**EXCERPT**
**********

State v. Davidson

Decision Date18 February 1929
Docket NumberNo. 3380.,3380.
Citation275 P. 373,33 N.M. 664
PartiesSTATEv.DAVIDSON et al.
CourtNew Mexico Supreme Court

OPINION TEXT STARTS HERE

Syllabus by the Court.

The office of Attorney General was created in New Mexico by statute, Kearny Code (Comp. Laws 1884, p. 90), and at a time before the common law was adopted as the rule of practice and decision in this jurisdiction. The office, therefore, has attached to it no common-law powers; its jurisdiction being governed by statute.

The state highway commission has power to employ special counsel to advise and assist it in the performance of its duties.

Section 1860, Code 1915, interpreted, and held, that the pronoun they is to be substituted for the pronoun he,” and that, as so interpreted, it requires the Attorney General's office or a district attorney's office to represent the state or a county in the cases mentioned in the statute.

Said section only requires such representation in suits in court by the state or a county, and not otherwise.

Appeal from District Court, Santa Fé County; Holloman, Judge.

Suit by the State against W. C. Davidson and others. Judgment in favor of defendants dissolving a temporary injunction theretofore issued, and the State appeals. Affirmed, and cause remanded.

State highway commission has power to employ special counsel. Code 1915, §§ 1860, 2632; Laws 1917, c. 38, § 5.

M. A. Otero, Jr., Atty. Gen., and E. C. Warfel, Asst. Atty. Gen., for the State.

C. H. Gilbert and M. W. Hamilton, both of Santa Fé, for appellees.

PARKER, J.

This is a suit by the state seeking to enjoin the members of the state highway commission, the state highway engineer, and the state auditor from approving a voucher in the sum of $215 issued in favor of the appellee Gilbert in payment for legal services rendered by him for the state highway commission during the month of November, 1927. An injunction was also sought against the state treasurer to restrain him from paying, and against the appellee Gilbert to restrain him from accepting payment of any warrant which might be issued on such voucher. A temporary injunction was issued by the court as prayed for in the complaint. The appellees answered in due course, and after trial judgment was rendered in their favor dissolving the injunction. From that judgment the present appeal was taken.

**********

**TASK LIST**
(A) Using the State v. Davidson excerpt, answer these questions:
(i) What was the amount of the voucher at issue?
(ii) From which court was the appeal taken?
(iii) According to the syllabus, what governs the jurisdiction of the Attorney General's office?
(B) Copy the stretch of the State v. Davidson excerpt from "Suit by the State against" through "for the State.".
(C) Summarize the State v. Davidson excerpt in two sentences.
The material that comes next is from a different source.

**********

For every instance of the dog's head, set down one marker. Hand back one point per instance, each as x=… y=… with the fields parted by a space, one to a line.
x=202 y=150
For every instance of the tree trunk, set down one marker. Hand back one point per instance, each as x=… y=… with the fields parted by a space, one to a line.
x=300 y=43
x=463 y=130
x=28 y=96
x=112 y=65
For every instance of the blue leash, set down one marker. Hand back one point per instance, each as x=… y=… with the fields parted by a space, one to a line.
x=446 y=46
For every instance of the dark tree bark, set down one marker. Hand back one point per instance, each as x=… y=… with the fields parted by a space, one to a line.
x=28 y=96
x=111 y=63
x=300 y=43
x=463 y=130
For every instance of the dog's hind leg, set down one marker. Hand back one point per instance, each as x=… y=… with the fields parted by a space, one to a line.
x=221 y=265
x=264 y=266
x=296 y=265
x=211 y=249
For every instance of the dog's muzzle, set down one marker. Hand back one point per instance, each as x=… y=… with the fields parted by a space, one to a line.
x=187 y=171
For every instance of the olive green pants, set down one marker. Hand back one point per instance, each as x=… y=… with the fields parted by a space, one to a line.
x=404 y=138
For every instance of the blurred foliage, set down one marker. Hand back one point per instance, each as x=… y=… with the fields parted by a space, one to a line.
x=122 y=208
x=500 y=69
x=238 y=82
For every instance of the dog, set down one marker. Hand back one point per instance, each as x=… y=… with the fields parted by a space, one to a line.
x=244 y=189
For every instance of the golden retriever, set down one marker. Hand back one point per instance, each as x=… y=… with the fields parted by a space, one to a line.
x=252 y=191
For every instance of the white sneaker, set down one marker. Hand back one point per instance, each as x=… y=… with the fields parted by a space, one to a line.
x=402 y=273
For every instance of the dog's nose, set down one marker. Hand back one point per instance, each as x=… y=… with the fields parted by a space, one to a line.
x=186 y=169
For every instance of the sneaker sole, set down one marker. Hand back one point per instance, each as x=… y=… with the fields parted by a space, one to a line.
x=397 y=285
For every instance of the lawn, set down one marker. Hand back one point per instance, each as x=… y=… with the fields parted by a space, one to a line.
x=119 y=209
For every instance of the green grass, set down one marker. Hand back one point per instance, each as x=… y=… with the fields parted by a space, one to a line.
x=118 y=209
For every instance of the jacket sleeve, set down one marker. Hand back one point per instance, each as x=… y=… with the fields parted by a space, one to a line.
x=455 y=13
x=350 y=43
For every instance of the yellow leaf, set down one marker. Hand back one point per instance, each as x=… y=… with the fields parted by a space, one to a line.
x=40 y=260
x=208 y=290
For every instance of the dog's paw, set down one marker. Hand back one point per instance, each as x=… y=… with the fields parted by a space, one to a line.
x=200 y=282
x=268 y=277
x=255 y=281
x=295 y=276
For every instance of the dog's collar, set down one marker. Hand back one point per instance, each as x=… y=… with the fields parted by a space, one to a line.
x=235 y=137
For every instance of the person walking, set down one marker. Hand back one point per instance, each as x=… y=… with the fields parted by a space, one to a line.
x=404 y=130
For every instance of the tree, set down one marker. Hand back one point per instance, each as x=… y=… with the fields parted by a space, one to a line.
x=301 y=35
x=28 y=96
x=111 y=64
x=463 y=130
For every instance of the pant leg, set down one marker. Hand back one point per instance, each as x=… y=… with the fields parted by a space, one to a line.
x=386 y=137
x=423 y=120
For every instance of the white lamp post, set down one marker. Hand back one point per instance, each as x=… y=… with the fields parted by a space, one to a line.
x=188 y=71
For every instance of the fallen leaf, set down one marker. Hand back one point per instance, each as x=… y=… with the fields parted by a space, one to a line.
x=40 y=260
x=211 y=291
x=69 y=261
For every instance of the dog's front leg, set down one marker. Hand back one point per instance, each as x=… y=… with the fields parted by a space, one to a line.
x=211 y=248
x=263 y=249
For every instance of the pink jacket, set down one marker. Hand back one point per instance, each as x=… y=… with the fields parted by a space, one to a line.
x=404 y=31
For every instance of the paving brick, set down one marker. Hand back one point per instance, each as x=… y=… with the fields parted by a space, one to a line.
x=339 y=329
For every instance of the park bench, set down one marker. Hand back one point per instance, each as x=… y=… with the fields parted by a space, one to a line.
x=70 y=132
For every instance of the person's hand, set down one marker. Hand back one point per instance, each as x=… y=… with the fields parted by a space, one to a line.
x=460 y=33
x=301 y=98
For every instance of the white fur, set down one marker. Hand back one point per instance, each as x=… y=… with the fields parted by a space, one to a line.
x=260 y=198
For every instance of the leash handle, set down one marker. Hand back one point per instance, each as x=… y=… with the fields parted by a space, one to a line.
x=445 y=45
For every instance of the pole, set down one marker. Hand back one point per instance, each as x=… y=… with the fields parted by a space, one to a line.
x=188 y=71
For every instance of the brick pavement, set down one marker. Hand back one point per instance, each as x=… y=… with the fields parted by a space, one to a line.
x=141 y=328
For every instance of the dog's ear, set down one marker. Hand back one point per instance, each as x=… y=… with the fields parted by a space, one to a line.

**********

**THE RESULTS**
(A)
(i) $215
(ii) The District Court, Santa Fé County
(iii) Statute

(B)
Suit by the State against W. C. Davidson and others. Judgment in favor of defendants dissolving a temporary injunction theretofore issued, and the State appeals. Affirmed, and cause remanded.

State highway commission has power to employ special counsel. Code 1915, §§ 1860, 2632; Laws 1917, c. 38, § 5.

M. A. Otero, Jr., Atty. Gen., and E. C. Warfel, Asst. Atty. Gen., for the State.

(C) The state sued to keep members of the state highway commission and other officials from approving and paying a $215 voucher issued to Gilbert for legal services he rendered to the commission in November 1927. After trial, the district court dissolved the temporary injunction it had issued, and the New Mexico Supreme Court affirmed, holding that the commission has power to employ special counsel.